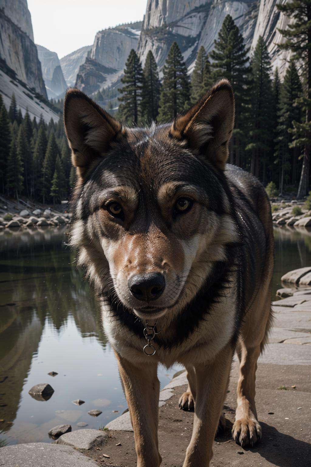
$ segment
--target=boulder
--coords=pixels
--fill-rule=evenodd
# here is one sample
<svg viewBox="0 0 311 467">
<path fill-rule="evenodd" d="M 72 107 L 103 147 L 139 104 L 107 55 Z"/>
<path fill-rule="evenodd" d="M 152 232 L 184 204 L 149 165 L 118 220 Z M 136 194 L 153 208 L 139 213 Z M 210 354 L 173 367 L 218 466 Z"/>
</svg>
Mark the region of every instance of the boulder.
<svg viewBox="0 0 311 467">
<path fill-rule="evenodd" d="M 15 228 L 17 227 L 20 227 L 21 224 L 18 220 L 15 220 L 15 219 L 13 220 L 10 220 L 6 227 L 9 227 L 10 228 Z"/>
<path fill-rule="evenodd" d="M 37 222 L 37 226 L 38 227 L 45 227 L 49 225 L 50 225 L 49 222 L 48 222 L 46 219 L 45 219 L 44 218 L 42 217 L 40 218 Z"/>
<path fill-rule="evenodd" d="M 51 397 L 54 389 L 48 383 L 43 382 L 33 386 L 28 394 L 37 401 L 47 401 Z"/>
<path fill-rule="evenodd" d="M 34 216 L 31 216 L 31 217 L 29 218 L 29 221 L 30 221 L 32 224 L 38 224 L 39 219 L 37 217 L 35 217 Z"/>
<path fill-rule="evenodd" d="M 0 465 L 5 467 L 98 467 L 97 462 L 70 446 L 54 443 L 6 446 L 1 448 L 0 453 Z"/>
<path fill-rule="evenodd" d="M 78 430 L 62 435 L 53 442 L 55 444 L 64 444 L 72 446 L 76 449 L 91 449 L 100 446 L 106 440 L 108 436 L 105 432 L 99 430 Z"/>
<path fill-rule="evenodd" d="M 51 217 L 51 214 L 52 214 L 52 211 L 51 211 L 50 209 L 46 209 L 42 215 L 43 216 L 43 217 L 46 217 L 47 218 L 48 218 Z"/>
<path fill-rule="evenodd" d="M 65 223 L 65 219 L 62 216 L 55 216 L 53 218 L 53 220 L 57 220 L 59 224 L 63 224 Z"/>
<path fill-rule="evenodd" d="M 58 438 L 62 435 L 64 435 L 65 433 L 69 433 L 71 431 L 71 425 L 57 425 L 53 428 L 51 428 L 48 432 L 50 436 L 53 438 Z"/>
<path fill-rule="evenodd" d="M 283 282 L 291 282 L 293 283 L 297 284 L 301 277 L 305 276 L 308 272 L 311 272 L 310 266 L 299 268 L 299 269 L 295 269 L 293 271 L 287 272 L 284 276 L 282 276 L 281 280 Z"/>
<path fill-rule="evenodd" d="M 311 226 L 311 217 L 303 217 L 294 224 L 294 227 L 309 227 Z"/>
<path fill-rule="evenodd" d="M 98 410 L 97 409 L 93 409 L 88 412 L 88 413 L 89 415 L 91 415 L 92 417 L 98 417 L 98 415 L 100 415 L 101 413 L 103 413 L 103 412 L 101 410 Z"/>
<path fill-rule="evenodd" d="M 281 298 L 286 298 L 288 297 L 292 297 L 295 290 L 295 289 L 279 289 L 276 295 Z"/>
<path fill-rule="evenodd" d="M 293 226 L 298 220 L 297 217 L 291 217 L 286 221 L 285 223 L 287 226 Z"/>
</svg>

■ What is being asked
Please rename every "boulder" in the records above to "rock" and give them again with nothing else changed, leaving out the pictures.

■ Correct answer
$ segment
--target=rock
--coords=pixels
--fill-rule=evenodd
# here is one sample
<svg viewBox="0 0 311 467">
<path fill-rule="evenodd" d="M 72 107 L 103 147 L 139 104 L 107 55 Z"/>
<path fill-rule="evenodd" d="M 152 232 L 184 204 L 149 165 L 118 220 Z M 136 194 L 153 208 L 139 213 Z M 210 354 L 173 367 L 218 466 Z"/>
</svg>
Mark the region of every instance of the rock.
<svg viewBox="0 0 311 467">
<path fill-rule="evenodd" d="M 15 228 L 17 227 L 20 227 L 21 224 L 18 220 L 15 220 L 15 219 L 13 220 L 10 220 L 6 227 L 9 227 L 10 228 Z"/>
<path fill-rule="evenodd" d="M 37 222 L 37 226 L 38 227 L 45 227 L 49 225 L 50 225 L 49 222 L 48 222 L 46 219 L 45 219 L 44 218 L 42 217 L 40 218 Z"/>
<path fill-rule="evenodd" d="M 51 397 L 54 389 L 48 383 L 43 382 L 33 386 L 28 394 L 37 401 L 47 401 Z"/>
<path fill-rule="evenodd" d="M 34 216 L 31 216 L 31 217 L 29 218 L 29 221 L 30 221 L 32 224 L 38 224 L 39 219 L 37 217 L 35 217 Z"/>
<path fill-rule="evenodd" d="M 0 465 L 5 467 L 98 467 L 97 462 L 70 446 L 54 443 L 6 446 L 1 448 L 0 453 Z"/>
<path fill-rule="evenodd" d="M 78 430 L 62 435 L 53 442 L 55 444 L 64 444 L 72 446 L 76 449 L 91 449 L 100 446 L 106 440 L 108 436 L 105 432 L 99 430 Z"/>
<path fill-rule="evenodd" d="M 51 217 L 51 214 L 52 214 L 52 211 L 51 211 L 50 209 L 46 209 L 42 215 L 43 216 L 43 217 L 46 217 L 47 218 L 48 218 Z"/>
<path fill-rule="evenodd" d="M 65 223 L 65 219 L 62 216 L 55 216 L 53 218 L 53 220 L 57 220 L 59 224 L 63 224 Z"/>
<path fill-rule="evenodd" d="M 58 438 L 62 435 L 64 435 L 65 433 L 69 433 L 71 431 L 71 425 L 57 425 L 53 428 L 51 428 L 48 432 L 50 436 L 53 438 Z"/>
<path fill-rule="evenodd" d="M 283 282 L 291 282 L 293 283 L 297 284 L 301 277 L 305 276 L 308 272 L 311 272 L 310 266 L 299 268 L 299 269 L 295 269 L 293 271 L 287 272 L 284 276 L 282 276 L 281 280 Z"/>
<path fill-rule="evenodd" d="M 311 226 L 311 217 L 303 217 L 294 224 L 294 227 L 309 227 Z"/>
<path fill-rule="evenodd" d="M 98 410 L 97 409 L 93 409 L 88 412 L 88 413 L 89 415 L 91 415 L 92 417 L 98 417 L 98 415 L 100 415 L 101 413 L 103 413 L 103 412 L 101 410 Z"/>
<path fill-rule="evenodd" d="M 281 298 L 286 298 L 288 297 L 292 297 L 295 290 L 295 289 L 279 289 L 276 295 Z"/>
<path fill-rule="evenodd" d="M 293 226 L 298 220 L 297 217 L 291 217 L 286 221 L 285 223 L 287 226 Z"/>
</svg>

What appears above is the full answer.